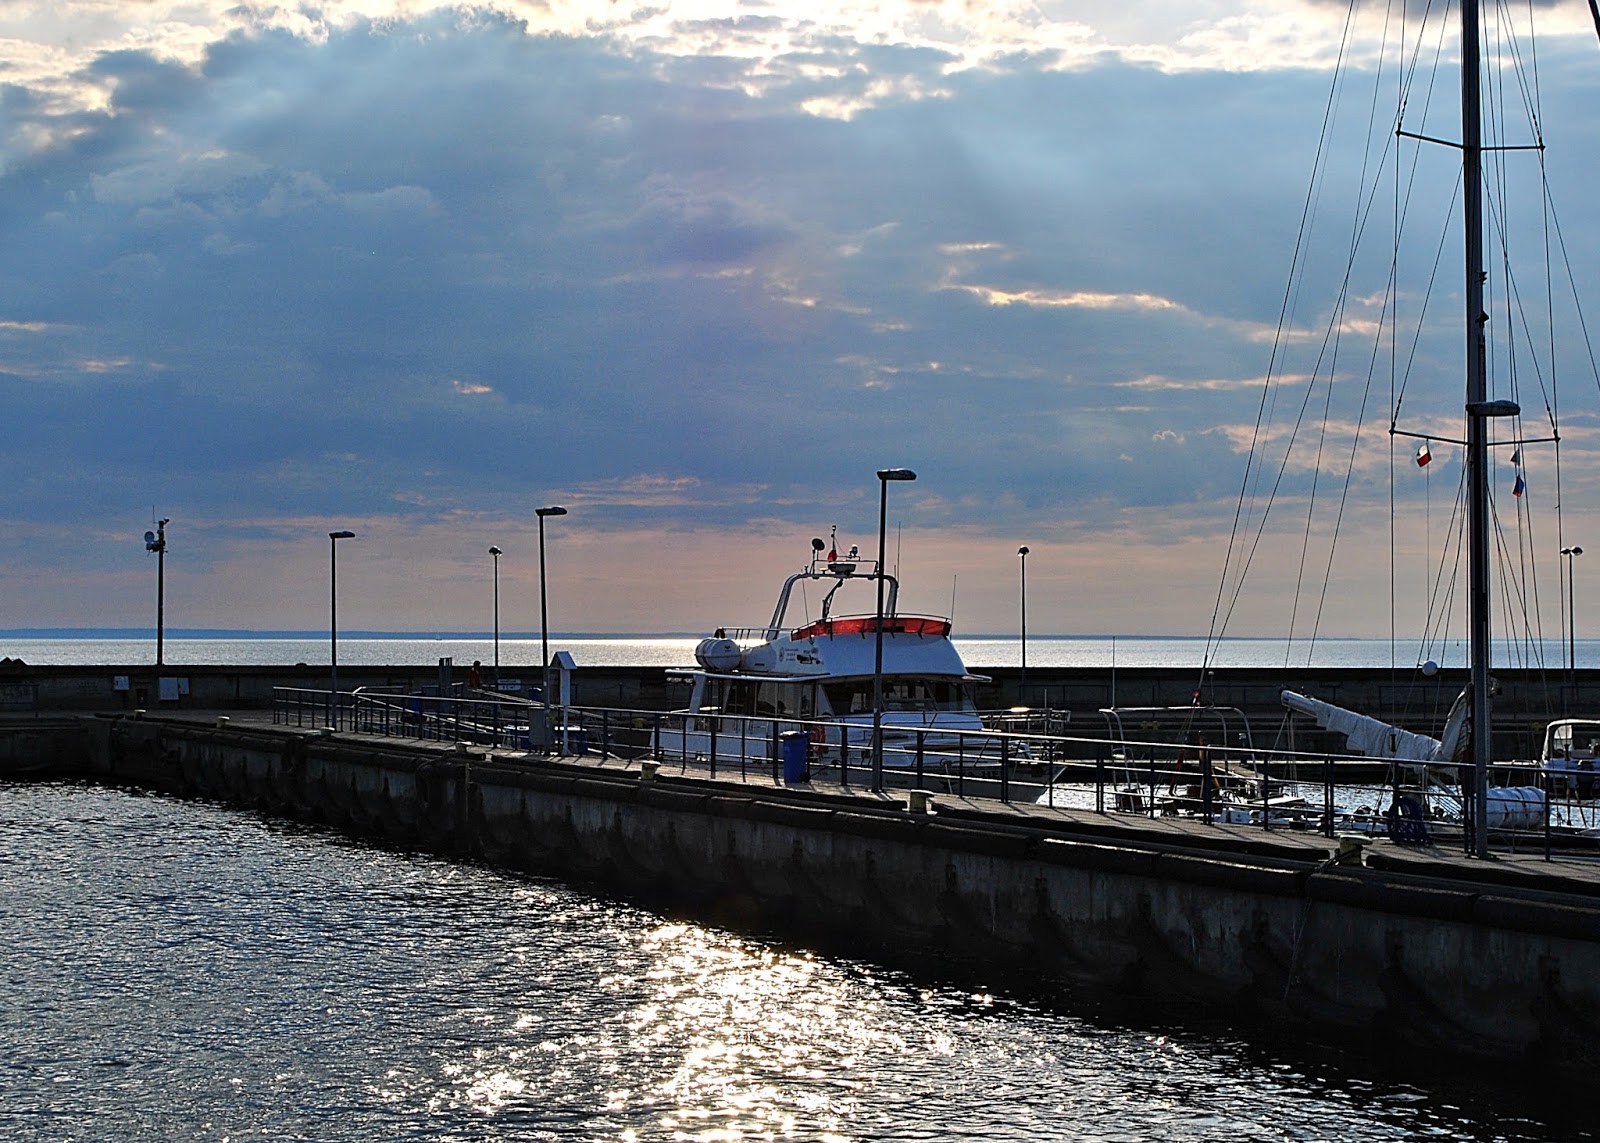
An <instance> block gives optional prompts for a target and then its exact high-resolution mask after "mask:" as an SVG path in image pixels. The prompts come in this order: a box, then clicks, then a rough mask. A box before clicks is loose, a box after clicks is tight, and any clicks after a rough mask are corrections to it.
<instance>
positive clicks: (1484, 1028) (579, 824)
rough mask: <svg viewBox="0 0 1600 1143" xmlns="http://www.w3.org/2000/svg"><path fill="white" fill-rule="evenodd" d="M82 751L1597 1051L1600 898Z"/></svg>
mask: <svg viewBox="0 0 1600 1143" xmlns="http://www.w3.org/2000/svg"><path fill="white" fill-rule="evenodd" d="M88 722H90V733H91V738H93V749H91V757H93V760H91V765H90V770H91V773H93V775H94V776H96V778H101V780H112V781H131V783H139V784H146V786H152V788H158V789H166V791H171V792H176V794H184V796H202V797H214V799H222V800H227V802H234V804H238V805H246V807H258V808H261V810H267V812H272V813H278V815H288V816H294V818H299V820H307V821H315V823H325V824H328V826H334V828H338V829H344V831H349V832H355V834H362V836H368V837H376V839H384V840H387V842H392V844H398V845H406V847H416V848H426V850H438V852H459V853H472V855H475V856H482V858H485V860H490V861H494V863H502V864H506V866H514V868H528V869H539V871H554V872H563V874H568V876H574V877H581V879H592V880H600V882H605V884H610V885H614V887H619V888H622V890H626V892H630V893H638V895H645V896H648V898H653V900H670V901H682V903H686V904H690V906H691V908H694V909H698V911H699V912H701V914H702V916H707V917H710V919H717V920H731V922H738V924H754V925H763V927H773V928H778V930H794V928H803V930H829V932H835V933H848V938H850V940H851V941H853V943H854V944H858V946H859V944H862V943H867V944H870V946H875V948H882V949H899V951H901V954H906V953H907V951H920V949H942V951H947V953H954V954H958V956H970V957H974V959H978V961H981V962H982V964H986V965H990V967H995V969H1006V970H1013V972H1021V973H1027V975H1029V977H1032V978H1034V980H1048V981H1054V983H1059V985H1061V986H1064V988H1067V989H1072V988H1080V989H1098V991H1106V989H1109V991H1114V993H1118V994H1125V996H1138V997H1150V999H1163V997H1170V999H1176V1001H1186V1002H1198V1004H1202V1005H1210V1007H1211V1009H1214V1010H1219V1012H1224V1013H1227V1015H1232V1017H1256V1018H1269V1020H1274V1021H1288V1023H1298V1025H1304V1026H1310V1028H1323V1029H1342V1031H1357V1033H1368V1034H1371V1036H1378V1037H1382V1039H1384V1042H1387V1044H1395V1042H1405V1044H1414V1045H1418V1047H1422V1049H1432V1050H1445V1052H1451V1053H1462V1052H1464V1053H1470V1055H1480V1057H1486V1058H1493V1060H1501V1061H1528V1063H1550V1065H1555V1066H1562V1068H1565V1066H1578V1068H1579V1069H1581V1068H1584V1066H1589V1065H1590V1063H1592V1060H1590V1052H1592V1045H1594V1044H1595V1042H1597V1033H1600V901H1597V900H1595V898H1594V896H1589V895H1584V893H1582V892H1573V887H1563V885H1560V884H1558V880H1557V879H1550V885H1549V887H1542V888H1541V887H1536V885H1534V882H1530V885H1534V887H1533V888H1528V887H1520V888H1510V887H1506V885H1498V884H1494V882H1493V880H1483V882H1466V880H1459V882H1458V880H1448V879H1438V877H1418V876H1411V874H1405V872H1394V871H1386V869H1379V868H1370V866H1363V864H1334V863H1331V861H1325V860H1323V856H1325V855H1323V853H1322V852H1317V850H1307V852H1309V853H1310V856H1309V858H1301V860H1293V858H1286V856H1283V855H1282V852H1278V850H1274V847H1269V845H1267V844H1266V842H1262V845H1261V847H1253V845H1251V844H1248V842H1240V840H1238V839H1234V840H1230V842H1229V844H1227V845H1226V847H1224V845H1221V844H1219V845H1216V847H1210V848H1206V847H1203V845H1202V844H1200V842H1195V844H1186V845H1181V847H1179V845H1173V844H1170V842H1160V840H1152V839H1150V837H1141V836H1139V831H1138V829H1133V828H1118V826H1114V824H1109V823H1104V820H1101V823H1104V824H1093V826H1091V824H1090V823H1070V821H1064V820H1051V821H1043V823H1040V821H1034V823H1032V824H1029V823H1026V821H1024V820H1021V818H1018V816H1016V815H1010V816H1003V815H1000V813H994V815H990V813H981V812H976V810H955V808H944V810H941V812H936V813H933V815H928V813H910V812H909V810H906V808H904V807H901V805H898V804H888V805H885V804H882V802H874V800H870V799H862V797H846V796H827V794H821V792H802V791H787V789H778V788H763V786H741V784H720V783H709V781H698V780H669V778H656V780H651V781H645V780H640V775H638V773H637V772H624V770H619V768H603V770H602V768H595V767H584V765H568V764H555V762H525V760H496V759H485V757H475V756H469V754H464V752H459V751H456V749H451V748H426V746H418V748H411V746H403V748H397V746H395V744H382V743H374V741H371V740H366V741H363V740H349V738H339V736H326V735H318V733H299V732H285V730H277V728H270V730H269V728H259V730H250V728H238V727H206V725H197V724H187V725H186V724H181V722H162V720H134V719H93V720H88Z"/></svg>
_ _ _ _ _
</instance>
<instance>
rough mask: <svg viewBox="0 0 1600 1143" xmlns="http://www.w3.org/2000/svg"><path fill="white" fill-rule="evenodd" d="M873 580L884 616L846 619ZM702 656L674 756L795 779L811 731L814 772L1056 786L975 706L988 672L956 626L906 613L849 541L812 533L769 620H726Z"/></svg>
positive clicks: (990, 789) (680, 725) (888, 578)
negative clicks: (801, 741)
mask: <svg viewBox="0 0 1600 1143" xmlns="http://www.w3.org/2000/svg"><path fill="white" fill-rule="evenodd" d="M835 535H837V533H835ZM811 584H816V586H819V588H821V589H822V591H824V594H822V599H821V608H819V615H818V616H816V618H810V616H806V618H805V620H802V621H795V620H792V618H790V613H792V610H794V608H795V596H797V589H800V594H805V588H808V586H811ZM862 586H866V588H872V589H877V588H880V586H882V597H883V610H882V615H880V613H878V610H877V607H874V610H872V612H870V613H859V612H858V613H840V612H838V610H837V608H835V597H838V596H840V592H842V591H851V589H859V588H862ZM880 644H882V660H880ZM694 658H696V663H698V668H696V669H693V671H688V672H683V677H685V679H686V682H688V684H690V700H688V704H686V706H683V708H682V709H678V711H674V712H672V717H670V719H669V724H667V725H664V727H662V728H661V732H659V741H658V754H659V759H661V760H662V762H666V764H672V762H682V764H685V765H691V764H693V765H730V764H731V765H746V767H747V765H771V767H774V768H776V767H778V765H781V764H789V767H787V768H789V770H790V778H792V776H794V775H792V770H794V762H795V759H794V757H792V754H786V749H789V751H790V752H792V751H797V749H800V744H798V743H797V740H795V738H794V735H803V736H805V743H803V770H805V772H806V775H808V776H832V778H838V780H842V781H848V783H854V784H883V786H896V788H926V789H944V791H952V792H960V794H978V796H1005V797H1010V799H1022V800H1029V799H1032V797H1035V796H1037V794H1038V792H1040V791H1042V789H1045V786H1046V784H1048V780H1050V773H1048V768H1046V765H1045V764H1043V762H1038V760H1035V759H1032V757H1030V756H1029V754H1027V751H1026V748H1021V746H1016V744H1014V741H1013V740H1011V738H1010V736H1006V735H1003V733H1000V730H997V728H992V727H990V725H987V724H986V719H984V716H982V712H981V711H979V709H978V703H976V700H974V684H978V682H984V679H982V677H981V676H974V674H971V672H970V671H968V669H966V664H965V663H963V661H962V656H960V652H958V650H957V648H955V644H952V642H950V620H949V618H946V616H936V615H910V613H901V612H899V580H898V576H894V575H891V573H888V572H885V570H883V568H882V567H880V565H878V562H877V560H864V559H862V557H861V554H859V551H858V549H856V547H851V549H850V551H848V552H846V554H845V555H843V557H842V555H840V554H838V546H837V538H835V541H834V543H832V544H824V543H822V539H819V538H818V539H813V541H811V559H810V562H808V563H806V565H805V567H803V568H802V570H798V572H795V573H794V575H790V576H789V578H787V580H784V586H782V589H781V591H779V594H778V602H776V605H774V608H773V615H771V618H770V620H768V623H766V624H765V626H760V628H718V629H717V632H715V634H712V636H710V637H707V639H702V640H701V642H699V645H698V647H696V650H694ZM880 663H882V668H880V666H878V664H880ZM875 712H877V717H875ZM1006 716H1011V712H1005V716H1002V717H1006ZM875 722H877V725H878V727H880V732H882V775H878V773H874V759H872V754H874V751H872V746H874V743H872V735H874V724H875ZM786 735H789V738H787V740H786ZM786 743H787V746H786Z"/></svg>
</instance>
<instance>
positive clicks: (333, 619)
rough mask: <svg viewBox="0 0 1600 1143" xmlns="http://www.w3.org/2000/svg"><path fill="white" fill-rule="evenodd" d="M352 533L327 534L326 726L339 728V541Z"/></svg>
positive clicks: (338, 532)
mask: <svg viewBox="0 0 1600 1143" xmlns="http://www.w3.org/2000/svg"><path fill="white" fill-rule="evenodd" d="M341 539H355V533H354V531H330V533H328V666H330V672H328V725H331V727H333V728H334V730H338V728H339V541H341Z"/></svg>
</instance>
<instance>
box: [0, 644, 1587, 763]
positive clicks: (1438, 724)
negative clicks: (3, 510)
_ _ _ _ _
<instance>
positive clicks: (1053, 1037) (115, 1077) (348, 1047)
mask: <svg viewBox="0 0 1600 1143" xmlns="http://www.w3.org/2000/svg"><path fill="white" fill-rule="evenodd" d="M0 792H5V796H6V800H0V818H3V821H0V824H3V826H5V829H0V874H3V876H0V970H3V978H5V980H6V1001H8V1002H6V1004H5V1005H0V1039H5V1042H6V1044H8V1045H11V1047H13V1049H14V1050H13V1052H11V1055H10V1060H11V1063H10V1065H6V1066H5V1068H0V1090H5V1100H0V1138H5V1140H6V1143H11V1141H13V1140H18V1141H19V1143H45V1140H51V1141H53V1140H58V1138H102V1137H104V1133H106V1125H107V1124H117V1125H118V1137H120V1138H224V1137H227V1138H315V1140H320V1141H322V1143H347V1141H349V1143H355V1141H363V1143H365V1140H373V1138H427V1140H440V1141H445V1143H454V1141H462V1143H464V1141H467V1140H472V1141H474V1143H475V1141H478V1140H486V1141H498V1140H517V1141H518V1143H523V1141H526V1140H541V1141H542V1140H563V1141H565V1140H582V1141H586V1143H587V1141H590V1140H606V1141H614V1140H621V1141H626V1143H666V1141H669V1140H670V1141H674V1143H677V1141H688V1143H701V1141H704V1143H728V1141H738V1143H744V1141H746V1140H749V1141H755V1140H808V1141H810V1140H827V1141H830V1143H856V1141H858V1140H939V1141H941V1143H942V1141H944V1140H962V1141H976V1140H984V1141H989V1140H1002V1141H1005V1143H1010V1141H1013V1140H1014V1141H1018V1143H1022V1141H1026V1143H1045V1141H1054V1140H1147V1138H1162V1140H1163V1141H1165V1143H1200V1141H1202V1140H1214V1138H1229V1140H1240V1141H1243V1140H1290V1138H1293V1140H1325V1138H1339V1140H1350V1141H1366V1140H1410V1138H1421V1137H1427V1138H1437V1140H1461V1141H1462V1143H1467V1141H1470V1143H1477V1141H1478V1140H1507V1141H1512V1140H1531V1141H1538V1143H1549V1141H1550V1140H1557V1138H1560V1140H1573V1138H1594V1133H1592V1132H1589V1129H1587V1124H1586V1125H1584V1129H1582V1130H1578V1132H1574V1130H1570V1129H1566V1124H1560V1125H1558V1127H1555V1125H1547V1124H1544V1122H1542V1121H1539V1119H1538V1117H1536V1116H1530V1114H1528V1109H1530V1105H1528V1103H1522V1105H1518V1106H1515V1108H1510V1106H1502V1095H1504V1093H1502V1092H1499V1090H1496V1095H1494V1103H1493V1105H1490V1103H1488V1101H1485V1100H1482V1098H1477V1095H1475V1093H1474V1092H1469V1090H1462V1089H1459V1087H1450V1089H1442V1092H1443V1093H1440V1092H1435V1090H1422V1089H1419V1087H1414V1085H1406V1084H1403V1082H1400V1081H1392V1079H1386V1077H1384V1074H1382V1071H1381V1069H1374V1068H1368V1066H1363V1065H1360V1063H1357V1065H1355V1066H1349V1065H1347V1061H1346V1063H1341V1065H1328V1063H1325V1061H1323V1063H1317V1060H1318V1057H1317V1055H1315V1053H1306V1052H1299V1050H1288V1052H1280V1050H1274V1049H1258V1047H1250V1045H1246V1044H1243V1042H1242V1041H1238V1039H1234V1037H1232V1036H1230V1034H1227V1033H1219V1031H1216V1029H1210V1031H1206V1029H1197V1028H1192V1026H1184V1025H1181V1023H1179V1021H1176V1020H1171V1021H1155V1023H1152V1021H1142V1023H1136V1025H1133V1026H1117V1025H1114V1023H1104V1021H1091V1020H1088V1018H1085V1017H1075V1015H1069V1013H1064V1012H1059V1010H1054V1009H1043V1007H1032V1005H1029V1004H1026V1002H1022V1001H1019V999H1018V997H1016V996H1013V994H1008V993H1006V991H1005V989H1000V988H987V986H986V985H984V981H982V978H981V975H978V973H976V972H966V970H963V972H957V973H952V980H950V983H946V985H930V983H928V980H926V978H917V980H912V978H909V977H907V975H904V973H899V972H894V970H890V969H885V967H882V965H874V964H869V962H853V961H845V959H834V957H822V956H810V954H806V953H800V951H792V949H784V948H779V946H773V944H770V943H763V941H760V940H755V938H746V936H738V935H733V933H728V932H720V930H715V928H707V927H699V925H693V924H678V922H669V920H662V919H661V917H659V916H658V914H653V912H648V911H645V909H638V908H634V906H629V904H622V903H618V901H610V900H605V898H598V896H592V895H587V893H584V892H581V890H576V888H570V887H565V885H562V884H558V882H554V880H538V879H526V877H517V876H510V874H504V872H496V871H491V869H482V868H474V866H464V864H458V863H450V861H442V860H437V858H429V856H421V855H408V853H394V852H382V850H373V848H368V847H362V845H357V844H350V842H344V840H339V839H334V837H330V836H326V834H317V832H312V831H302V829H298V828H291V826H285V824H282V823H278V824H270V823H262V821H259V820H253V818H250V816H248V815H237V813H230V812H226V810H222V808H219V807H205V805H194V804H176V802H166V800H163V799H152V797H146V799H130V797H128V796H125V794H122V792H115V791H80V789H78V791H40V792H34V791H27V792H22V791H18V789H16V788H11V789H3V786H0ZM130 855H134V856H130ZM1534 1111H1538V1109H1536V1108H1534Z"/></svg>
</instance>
_ _ _ _ _
• ACTION ITEM
Looking at the data above, return every line from the one with "An <instance> block" down to the one with "positive clicks: (1484, 1028) (579, 824)", exactly and inclusively.

• TASK ANSWER
An <instance> block gives optional prompts for a target and then its exact high-resolution mask after "mask:" as an SVG path in image pixels. The prompts come in this order: a box, then clicks, then a rough mask. A box before clicks is loose, a box after clicks is tight, and any clicks after a rough mask are corrections to it.
<instance>
positive clicks: (1484, 1028) (579, 824)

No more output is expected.